* [WORK TO DO]
Please collect every line below that contains the string "orange", and treat uppercase and lowercase as different.

+++

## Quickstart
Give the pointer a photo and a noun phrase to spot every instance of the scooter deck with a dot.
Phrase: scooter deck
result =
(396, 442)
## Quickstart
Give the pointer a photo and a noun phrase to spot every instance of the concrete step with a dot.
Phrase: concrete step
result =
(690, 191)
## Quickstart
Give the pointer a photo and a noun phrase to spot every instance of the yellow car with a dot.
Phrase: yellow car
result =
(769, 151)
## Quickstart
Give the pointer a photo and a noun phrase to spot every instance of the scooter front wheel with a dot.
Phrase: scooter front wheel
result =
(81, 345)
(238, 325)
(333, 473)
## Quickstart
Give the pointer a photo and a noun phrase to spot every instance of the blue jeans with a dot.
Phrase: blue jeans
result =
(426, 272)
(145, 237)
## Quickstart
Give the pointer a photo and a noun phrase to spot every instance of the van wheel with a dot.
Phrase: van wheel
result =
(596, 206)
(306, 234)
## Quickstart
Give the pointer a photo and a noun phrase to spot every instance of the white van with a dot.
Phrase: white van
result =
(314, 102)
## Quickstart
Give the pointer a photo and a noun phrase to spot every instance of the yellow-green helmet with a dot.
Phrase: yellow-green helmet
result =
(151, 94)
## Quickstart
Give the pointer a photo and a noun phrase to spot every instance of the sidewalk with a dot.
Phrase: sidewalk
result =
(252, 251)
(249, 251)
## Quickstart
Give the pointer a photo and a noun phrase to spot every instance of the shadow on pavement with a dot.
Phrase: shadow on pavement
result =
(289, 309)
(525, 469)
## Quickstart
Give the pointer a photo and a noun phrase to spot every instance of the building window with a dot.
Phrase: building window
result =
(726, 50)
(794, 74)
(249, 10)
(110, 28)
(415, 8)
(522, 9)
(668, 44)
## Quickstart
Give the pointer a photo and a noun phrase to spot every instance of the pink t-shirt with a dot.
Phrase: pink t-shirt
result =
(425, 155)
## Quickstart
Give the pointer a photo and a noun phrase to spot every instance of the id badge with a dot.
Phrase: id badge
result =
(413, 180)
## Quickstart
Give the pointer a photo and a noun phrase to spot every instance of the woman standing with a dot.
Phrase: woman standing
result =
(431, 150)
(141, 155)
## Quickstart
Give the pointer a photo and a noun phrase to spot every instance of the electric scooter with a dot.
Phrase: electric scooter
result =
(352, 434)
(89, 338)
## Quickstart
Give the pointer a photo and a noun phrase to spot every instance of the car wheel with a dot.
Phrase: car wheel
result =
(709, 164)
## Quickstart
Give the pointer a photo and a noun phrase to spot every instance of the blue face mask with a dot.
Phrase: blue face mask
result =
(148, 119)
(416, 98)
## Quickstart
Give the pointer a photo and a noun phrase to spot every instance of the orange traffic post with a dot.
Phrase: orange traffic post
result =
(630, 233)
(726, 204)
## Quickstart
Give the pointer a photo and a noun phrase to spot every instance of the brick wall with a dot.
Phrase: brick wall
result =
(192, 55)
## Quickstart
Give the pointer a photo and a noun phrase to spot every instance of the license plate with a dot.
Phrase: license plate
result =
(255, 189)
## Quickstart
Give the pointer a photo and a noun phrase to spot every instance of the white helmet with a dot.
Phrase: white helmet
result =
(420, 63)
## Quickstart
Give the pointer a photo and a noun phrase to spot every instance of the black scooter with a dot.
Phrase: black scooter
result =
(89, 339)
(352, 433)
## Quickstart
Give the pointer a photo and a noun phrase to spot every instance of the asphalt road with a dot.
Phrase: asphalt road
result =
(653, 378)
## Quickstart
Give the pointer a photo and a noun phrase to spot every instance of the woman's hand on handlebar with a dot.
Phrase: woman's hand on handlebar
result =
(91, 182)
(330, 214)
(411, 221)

+++

* [FINAL ANSWER]
Give the pointer a photo and a noun phrase to spot every instance of the orange traffic post with a dot.
Phrase: orange traffic post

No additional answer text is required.